- **Activity**:
Only the lines from the one containing "Could you please identify the chair armrest" to the end of the entries should be written out, each exactly as it stands, both ends included.

- **Input for this task**:
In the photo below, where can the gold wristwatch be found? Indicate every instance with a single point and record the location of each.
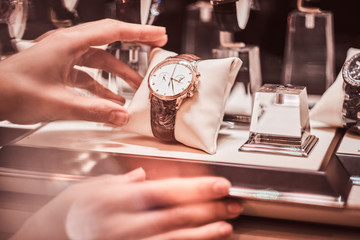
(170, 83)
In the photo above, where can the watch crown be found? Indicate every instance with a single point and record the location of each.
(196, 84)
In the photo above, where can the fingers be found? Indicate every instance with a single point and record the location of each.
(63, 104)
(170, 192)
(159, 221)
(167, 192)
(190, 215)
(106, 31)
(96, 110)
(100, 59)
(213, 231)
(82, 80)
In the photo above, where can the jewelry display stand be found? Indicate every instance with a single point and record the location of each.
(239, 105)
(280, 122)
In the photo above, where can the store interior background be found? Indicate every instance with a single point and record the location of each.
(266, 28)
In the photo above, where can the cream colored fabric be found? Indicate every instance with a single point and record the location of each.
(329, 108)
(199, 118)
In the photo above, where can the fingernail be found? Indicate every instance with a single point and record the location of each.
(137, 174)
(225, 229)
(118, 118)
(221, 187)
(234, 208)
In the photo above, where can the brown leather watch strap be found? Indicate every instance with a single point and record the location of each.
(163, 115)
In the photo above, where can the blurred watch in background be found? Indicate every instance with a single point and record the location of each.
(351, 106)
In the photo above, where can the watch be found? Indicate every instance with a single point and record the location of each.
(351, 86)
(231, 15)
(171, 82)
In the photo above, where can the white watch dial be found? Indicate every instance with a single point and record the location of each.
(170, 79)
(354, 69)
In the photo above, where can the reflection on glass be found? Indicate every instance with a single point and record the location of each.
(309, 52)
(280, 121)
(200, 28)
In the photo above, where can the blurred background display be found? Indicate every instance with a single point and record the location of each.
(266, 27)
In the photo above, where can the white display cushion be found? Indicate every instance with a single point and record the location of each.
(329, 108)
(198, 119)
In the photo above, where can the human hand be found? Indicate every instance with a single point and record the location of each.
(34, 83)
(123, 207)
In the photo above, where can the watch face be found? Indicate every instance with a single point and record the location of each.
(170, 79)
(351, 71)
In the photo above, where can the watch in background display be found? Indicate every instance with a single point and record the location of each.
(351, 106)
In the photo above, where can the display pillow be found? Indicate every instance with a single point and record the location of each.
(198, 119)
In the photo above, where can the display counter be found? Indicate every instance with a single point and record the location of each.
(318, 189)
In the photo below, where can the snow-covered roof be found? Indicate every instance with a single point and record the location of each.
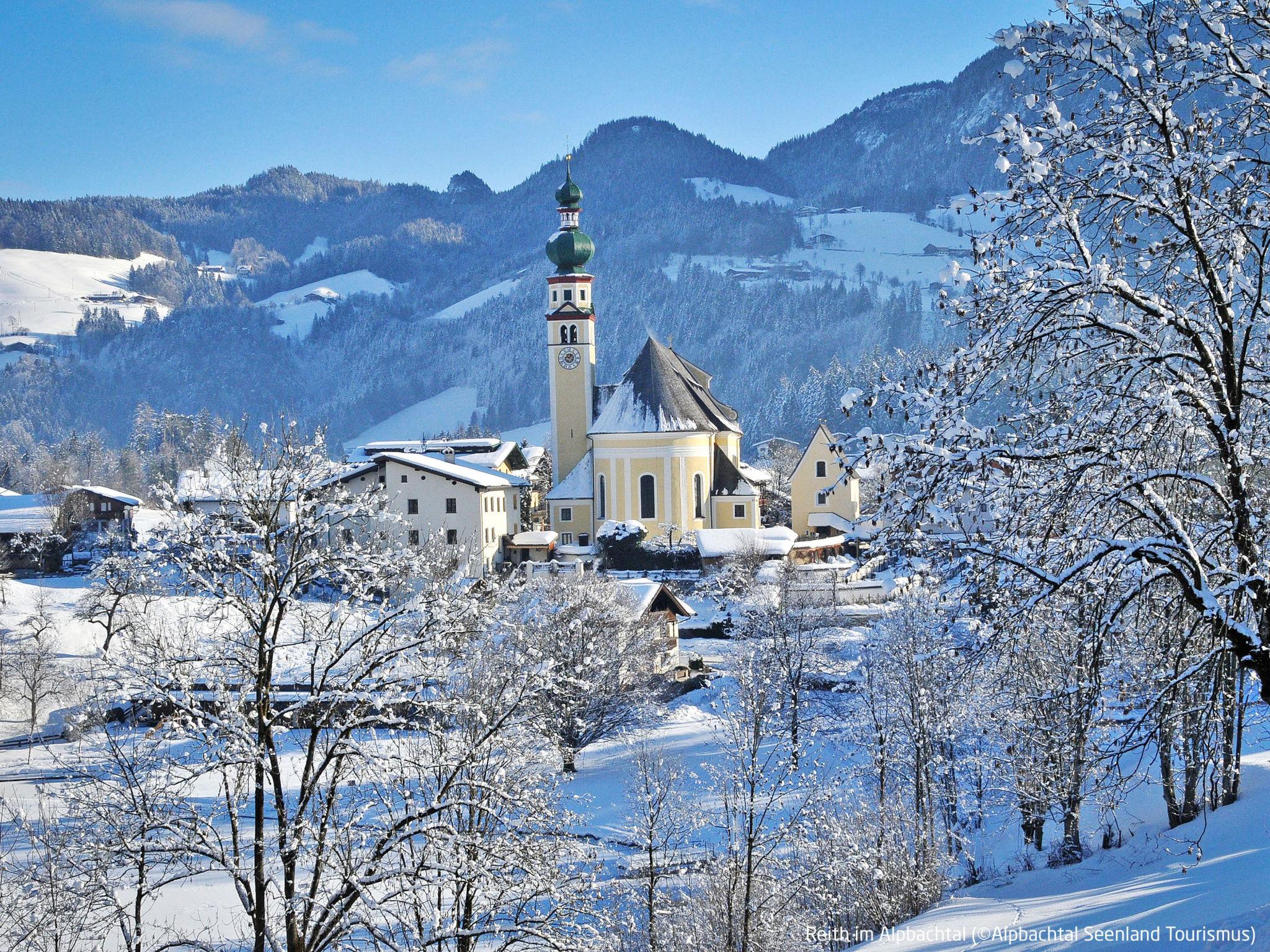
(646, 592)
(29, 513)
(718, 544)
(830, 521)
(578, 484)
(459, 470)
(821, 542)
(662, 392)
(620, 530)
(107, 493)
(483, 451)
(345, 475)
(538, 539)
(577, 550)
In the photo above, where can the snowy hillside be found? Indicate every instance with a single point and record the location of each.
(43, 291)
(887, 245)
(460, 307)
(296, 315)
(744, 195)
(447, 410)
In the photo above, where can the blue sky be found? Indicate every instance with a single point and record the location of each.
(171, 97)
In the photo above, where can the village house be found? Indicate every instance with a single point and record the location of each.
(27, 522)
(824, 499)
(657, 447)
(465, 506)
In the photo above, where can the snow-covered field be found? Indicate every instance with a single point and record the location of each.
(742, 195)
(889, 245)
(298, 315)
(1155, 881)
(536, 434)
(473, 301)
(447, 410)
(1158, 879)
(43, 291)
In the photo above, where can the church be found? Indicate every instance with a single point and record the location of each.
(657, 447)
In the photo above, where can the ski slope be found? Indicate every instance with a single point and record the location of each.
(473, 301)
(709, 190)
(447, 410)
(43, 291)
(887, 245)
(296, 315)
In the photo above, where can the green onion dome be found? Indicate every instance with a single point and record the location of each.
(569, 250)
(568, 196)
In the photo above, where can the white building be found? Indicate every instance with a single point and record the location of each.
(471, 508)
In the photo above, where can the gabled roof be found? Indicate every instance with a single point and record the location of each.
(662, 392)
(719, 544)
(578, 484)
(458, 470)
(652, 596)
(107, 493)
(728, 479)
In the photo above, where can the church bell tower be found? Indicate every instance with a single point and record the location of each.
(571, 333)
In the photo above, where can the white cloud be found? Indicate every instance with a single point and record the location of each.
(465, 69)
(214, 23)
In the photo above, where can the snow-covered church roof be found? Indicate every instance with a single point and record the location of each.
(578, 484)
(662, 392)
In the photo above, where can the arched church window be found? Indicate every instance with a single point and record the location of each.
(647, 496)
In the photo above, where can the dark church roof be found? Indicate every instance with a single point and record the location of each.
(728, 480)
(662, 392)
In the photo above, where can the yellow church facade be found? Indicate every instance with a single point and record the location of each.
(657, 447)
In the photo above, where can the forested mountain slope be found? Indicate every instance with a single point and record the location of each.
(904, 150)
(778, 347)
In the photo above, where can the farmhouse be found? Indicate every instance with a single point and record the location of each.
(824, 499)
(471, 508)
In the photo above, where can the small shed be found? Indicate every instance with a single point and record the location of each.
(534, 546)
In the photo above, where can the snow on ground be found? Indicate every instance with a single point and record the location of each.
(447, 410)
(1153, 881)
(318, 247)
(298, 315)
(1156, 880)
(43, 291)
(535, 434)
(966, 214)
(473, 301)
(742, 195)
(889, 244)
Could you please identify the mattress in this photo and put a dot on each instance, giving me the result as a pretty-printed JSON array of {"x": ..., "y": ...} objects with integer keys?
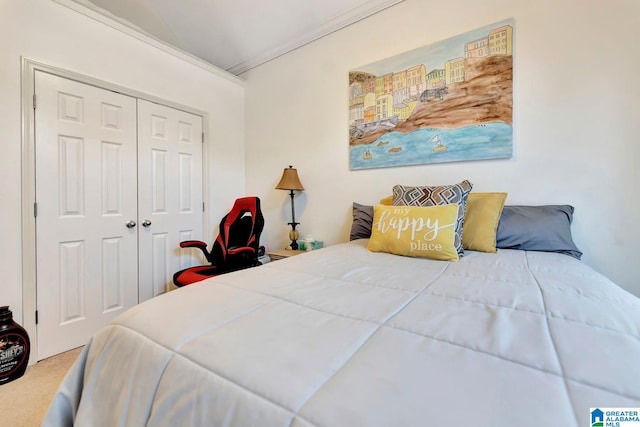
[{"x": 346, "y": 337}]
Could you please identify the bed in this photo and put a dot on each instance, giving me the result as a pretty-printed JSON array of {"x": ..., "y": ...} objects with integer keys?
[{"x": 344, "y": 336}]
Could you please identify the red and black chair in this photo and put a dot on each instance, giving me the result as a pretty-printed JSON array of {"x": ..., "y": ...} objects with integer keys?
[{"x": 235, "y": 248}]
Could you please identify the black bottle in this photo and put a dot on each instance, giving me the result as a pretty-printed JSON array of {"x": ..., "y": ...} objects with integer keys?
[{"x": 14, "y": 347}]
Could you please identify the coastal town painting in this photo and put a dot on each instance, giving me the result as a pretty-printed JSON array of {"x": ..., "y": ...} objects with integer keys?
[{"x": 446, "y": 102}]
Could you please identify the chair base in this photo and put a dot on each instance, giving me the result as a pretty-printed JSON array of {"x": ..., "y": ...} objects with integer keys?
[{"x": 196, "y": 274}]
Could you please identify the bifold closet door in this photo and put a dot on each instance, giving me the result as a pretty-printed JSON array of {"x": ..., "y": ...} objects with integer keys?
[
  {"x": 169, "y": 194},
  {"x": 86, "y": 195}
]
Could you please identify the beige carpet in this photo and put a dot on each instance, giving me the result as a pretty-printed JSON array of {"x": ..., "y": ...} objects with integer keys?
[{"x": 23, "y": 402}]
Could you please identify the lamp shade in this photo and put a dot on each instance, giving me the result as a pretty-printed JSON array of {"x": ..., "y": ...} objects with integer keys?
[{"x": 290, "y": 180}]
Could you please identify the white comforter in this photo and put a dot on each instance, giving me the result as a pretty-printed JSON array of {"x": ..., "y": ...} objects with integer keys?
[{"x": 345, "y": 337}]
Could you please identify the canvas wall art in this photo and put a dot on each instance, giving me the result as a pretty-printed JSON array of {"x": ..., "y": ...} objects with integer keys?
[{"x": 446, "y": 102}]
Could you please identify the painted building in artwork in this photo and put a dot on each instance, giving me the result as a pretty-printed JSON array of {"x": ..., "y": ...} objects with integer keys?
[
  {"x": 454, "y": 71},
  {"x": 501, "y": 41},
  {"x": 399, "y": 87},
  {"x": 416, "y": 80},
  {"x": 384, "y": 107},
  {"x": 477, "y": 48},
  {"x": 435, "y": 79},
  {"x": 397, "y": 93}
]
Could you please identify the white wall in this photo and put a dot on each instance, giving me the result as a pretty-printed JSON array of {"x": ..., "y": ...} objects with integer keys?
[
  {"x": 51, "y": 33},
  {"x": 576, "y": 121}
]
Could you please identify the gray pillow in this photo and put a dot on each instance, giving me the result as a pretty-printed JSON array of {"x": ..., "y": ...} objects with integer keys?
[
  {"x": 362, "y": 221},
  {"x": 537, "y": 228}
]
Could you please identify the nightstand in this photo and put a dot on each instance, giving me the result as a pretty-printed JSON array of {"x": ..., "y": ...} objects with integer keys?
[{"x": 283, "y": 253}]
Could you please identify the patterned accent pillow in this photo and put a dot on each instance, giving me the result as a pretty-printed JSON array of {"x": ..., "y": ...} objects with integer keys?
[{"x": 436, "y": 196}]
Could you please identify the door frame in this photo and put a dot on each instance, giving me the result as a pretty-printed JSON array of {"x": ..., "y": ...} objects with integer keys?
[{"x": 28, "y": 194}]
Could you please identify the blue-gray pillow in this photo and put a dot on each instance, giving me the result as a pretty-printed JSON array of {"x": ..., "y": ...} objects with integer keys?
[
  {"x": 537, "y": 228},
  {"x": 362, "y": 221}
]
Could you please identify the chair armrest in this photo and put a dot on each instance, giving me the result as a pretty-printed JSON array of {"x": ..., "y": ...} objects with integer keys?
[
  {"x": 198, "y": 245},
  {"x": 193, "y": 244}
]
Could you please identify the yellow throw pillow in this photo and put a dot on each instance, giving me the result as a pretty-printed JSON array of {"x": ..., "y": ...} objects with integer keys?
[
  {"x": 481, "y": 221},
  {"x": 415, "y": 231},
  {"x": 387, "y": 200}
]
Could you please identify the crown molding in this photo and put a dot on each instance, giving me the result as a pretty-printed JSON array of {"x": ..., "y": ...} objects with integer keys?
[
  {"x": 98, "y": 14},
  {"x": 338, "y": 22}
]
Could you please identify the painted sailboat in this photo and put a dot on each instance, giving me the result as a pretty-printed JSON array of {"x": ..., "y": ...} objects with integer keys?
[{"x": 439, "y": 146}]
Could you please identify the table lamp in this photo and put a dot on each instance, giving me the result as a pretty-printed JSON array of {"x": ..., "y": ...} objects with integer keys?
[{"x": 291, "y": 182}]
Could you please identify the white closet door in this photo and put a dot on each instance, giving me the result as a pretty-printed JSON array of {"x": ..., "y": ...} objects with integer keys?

- **Answer space**:
Could you please identify the chair armrest in this photo and put a dot on each instance, giving me the result as a pretty-printed JSON array of {"x": ..., "y": ...} objects with integer keys?
[
  {"x": 198, "y": 245},
  {"x": 193, "y": 244}
]
Could you please identify the yellow throw pillow in this photo and put a dot on each instance, giving me the result as a pretty-printed JSON array of {"x": ..., "y": ...} objects with integer keys?
[
  {"x": 481, "y": 221},
  {"x": 415, "y": 231},
  {"x": 387, "y": 200}
]
Could you please identify the crown molding in this photo and put a dot on each instance, giving me the result as a pretty-printed JSON array of {"x": ..., "y": ...} objects with integer keys?
[
  {"x": 98, "y": 14},
  {"x": 338, "y": 22}
]
Could you please identify the painted sailboat in this photo and put a dot on each instance, giving me the result as a pretty-printed JSON array of {"x": ..., "y": ...} objects with integer keys?
[{"x": 439, "y": 146}]
Could you please identify the table lamp in this photo and put a dot on each instance, giving me the result as a pretty-printed JSON array of {"x": ..., "y": ...} objects with integer keys?
[{"x": 291, "y": 182}]
Could you please identify the white closet door in this photo and put a dot on each instance, giving me the result as a pretty-printed JSON array of {"x": ..., "y": ...} objects with integer keys?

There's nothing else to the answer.